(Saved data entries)
↓↓↓

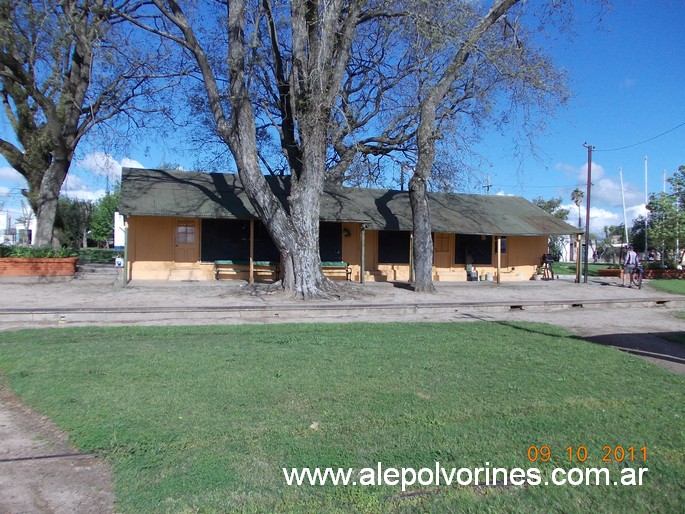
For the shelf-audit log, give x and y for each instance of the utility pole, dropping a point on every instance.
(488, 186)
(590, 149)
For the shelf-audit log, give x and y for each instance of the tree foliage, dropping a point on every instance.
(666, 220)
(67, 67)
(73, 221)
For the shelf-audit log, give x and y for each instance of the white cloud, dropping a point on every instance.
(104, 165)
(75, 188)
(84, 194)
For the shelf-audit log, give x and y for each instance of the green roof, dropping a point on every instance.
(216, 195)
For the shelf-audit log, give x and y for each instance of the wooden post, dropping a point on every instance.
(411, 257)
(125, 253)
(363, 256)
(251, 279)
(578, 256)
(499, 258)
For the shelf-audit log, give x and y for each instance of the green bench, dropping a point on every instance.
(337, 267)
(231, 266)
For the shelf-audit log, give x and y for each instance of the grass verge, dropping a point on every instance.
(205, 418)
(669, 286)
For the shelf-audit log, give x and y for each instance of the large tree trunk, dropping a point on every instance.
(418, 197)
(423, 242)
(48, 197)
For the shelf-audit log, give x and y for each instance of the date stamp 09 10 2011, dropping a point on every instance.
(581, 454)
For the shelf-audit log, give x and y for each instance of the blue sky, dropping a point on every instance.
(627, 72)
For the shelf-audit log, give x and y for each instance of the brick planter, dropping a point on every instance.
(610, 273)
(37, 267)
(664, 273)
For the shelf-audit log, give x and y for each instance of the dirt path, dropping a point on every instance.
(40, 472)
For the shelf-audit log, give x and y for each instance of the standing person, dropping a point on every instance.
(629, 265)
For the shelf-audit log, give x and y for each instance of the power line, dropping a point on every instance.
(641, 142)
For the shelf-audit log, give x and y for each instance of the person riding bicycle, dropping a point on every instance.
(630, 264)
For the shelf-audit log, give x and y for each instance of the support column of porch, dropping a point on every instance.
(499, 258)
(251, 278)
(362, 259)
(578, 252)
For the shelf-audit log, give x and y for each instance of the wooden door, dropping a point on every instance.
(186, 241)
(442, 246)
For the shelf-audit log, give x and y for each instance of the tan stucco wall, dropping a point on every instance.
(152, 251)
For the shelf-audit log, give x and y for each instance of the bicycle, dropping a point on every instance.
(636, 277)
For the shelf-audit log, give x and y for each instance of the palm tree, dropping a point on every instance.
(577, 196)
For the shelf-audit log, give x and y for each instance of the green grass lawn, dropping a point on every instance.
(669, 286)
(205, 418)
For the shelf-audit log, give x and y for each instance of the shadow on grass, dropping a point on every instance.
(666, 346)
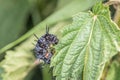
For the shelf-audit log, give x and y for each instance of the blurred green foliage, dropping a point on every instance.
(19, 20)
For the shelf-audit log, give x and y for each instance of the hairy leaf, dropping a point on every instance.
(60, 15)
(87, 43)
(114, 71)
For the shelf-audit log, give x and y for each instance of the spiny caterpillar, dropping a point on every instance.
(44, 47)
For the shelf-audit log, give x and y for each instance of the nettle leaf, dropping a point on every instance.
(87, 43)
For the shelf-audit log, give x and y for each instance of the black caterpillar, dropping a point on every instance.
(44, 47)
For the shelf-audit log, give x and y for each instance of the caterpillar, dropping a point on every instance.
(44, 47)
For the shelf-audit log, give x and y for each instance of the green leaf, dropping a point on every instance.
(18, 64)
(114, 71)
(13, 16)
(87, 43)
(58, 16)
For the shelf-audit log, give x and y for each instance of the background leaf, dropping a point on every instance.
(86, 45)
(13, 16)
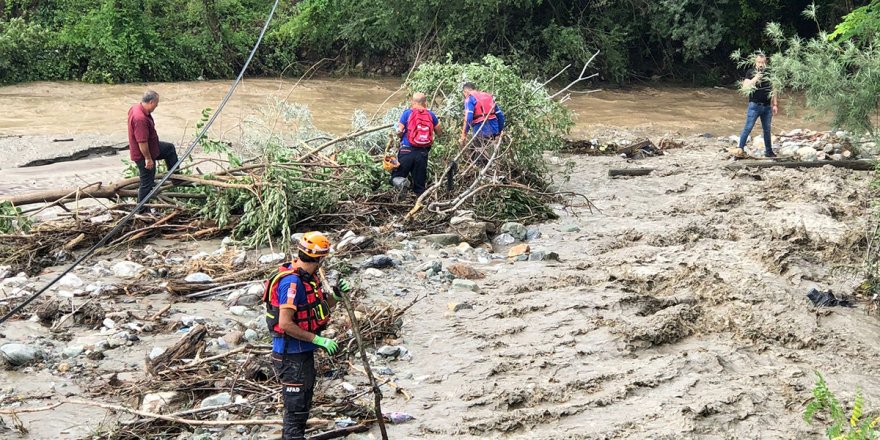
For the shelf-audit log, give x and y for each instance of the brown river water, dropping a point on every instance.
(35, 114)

↑↑↑

> **Task**
Transcribe each line above verbatim, with the pictures left out.

> **Answer area**
For the shelf-audit log, give x and y for each instance of the utility pole, dropping a point on every instance.
(488, 186)
(590, 149)
For the shelf-audit log, give x and y for each instance of the tree foliage, dropping a point on every instance.
(666, 220)
(67, 67)
(73, 221)
For the shelf-audit log, give x and y for each instance of the white cloud, dropping a point on every instance.
(104, 165)
(75, 188)
(84, 194)
For the shelf-audit log, give x and y for each instance of the green roof, dropping a point on every instance.
(216, 195)
For the shelf-audit log, give x and y for each instance of the wooden post, dropping a point on every instance.
(411, 257)
(125, 253)
(363, 256)
(251, 279)
(578, 256)
(499, 258)
For the shelf-audit log, give x and y for each instance of the green bench, dropping a point on every instance.
(337, 267)
(231, 266)
For the shelf-audit log, give x and y for each instance of the grass verge, dropping a point on every instance.
(205, 418)
(669, 286)
For the shelf-audit log, give x and y for each instance of the large tree trunk, dropping a point on every instance.
(418, 197)
(423, 242)
(48, 197)
For the shelf-audit log, give x and y for each instance of the date stamp 09 10 2011, dropping a point on every instance.
(581, 454)
For the shelf-audit log, give x and y for each instance of the blue sky, dropping a point on every instance.
(627, 72)
For the shelf-audit log, give x and y for each instance of the brick planter, dropping a point on every instance.
(610, 273)
(37, 267)
(664, 273)
For the shelf-audit log, give x and y for each instance of the dirt path, dropping a point on every instance.
(40, 472)
For the shelf-audit log, give x and y for each instance of the standing person, dropping a point on every instance.
(629, 265)
For the shelf-audit log, give x and y for each instance of the power line, dropping a point on every instance.
(641, 142)
For the shelf-audit log, give x and y for each instance of the person riding bicycle, dropping a point on every instance.
(630, 264)
For the shelf-audit log, give x and y for each instance of the support column of porch, dropping a point on every instance.
(499, 258)
(251, 278)
(362, 259)
(578, 252)
For the shelf-audit log, give x and y for each instance of the wooden door, dropping a point on every instance.
(186, 241)
(442, 246)
For the shelf-audit log, give x and y for each instance of the tan stucco wall, dropping a point on every instance.
(152, 251)
For the shelf-audit log, give x and y for each instance of the bicycle, dropping a point on every instance.
(636, 277)
For the shelf-audit log, give x and y for each instance of the palm tree, dropping a point on every instance.
(577, 196)
For the shelf-audit log, give x and y for each instance of the green grass lawn, dropping a point on every instance.
(669, 286)
(205, 418)
For the shelf-audit log, give x and y for each instance of the shadow on grass, dropping a point on every instance.
(666, 346)
For the shelf-audit log, give x and y for each instance of the blurred green foliage, dropping a point on every instance.
(19, 20)
For the shelf-audit log, give x and y for each instance of the hairy leaf, dropping a point on every instance.
(60, 15)
(87, 43)
(114, 71)
For the shelf-audit log, give x and y for each instance of the spiny caterpillar, dropping a point on every instance.
(44, 47)
For the shelf-audit log, give x and y for each instance of the nettle leaf, dropping a point on every instance.
(87, 43)
For the shelf-audit log, give x and y for each instance of the black caterpillar, dropping a point on every instance.
(44, 47)
For the shelf-audit log, give x and y for each instance of the caterpillar, dropping a point on every instance.
(44, 47)
For the shelf-audit log, give x and y for each instance of the green leaf, dropping a point on every instance.
(18, 64)
(114, 71)
(13, 16)
(87, 43)
(58, 16)
For the shelf-audit log, give x and y for each instance of the background leaf, dropping a point on every instance.
(86, 45)
(13, 16)
For the shelf-audit log, give x and y for each instance of the brown river water, dropping a point on every instance.
(35, 114)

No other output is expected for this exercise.